(DIRECTIONS FOR THIS TASK):
Copy out the following lines of material word for word, starting at the line that contains "Where can the black dog on" and ending after the line that contains "pixel 150 530".

(Stored dataset entries)
......
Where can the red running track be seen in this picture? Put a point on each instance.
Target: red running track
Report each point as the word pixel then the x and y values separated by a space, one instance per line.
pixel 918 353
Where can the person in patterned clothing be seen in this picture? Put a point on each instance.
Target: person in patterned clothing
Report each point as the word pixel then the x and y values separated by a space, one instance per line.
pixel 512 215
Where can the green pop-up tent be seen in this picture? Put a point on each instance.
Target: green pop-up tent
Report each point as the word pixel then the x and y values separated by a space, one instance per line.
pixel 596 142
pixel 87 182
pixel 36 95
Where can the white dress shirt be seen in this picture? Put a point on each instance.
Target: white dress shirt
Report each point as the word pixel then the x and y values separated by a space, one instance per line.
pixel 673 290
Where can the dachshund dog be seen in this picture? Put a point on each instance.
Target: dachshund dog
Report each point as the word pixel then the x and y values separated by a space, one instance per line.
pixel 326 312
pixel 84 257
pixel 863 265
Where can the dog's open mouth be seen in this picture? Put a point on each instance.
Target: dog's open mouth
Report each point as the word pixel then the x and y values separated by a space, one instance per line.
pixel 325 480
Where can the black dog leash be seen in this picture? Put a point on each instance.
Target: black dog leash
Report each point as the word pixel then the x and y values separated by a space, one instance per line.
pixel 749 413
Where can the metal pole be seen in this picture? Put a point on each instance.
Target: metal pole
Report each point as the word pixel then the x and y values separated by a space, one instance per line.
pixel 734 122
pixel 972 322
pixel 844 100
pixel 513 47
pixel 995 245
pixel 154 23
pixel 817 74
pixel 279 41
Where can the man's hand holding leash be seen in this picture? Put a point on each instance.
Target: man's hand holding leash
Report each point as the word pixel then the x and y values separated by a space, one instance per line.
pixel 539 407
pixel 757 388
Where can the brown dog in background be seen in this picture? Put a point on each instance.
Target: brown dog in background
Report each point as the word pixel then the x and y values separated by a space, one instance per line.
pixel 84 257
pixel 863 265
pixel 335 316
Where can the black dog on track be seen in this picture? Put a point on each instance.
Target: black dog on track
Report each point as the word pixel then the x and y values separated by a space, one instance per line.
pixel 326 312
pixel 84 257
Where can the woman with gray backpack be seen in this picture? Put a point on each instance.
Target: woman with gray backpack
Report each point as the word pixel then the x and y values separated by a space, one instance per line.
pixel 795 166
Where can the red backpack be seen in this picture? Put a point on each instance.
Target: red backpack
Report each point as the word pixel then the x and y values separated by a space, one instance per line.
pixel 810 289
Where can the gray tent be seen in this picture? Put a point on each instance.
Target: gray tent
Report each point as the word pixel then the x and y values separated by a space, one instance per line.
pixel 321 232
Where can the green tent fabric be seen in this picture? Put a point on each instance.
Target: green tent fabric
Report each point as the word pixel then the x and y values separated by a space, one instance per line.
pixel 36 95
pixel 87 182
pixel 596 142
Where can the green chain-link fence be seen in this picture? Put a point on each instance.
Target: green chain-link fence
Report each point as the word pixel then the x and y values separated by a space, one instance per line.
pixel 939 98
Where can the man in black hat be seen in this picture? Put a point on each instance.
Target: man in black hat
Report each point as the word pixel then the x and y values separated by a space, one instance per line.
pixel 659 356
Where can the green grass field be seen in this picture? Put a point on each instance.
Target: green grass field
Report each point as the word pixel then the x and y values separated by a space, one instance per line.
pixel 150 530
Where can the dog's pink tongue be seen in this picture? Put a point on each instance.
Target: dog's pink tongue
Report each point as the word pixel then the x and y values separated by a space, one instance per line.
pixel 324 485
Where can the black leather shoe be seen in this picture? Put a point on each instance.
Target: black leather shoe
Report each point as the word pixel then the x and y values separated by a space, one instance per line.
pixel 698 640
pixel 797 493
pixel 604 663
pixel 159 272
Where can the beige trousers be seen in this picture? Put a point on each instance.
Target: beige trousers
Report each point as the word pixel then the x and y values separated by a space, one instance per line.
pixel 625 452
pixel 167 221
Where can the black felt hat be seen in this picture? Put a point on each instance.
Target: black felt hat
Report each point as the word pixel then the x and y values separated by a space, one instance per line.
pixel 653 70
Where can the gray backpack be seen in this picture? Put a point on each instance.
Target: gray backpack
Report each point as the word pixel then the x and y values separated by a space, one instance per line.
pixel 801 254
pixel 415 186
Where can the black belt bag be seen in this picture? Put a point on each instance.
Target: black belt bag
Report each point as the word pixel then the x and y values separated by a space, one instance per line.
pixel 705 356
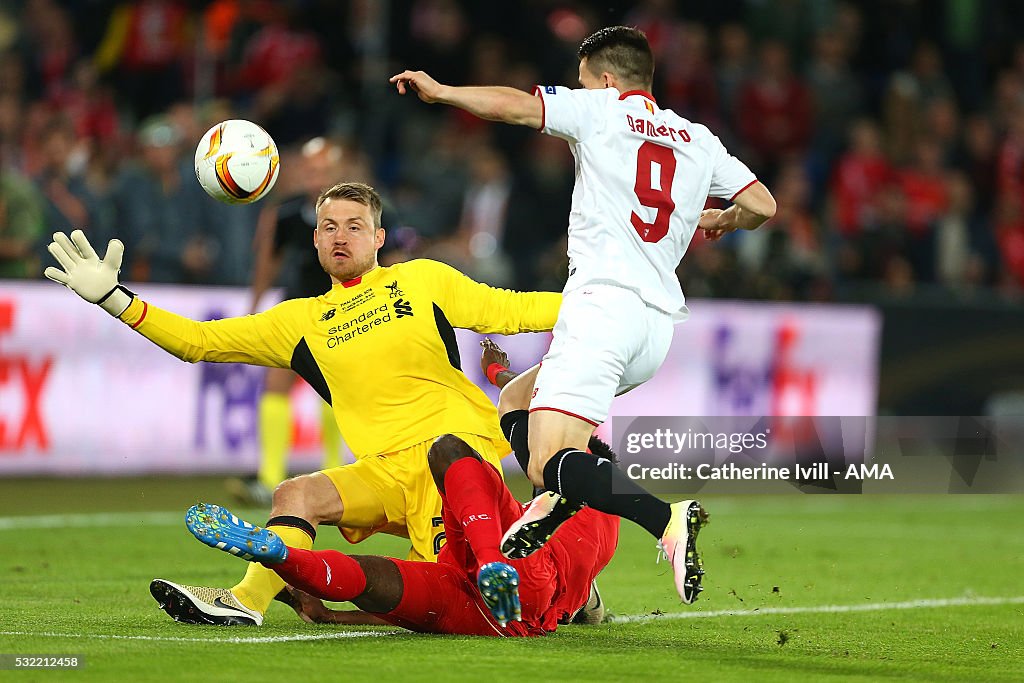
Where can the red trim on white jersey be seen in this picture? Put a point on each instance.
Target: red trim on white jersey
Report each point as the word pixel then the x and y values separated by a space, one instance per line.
......
(SOLVED EXERCISE):
Where can the black dog on track be seen in this picture? Put a point on each instance.
Target: black dog on track
Report each point as the word pixel then the x and y values separated by a space, one instance per line.
pixel 326 312
pixel 84 257
Where can the woman with gray backpack be seen in this picture? Put a point on each instance.
Target: woman with gray backpack
Report each point as the word pixel then the x and y values separated by a space, one instance per line.
pixel 795 166
Where can the red backpack be seen in this picture? Put a point on each instance.
Target: red backpack
Report each point as the word pixel then the x and y values separated by a space, one instance per line.
pixel 810 289
Where can the gray tent be seen in this picture? Put a point on each instance.
Target: gray tent
Report each point as the word pixel then the x and y values separated by a space, one instance per line.
pixel 321 232
Where can the green tent fabric be seen in this picture? Put a point on each instance.
Target: green tent fabric
Report each point as the word pixel then the x and y values separated by a space, one instance per line.
pixel 36 95
pixel 87 182
pixel 596 142
Where can the green chain-link fence be seen in this picture? Put a point on each instance.
Target: green chain-link fence
Report each point as the word pixel then the x and y values separated by a space, one instance per line.
pixel 939 98
Where can the man in black hat be seen in this picture? Put a point on each instance.
Target: man in black hat
Report each point as the word pixel then the x and y values separated by a space, one instance per line.
pixel 659 356
Where can the green grass field be seen in this picture? Put a point on each instance.
Target: green grass field
Report each point as the word pixel then the x and y values separated by a space, one instance per line.
pixel 150 530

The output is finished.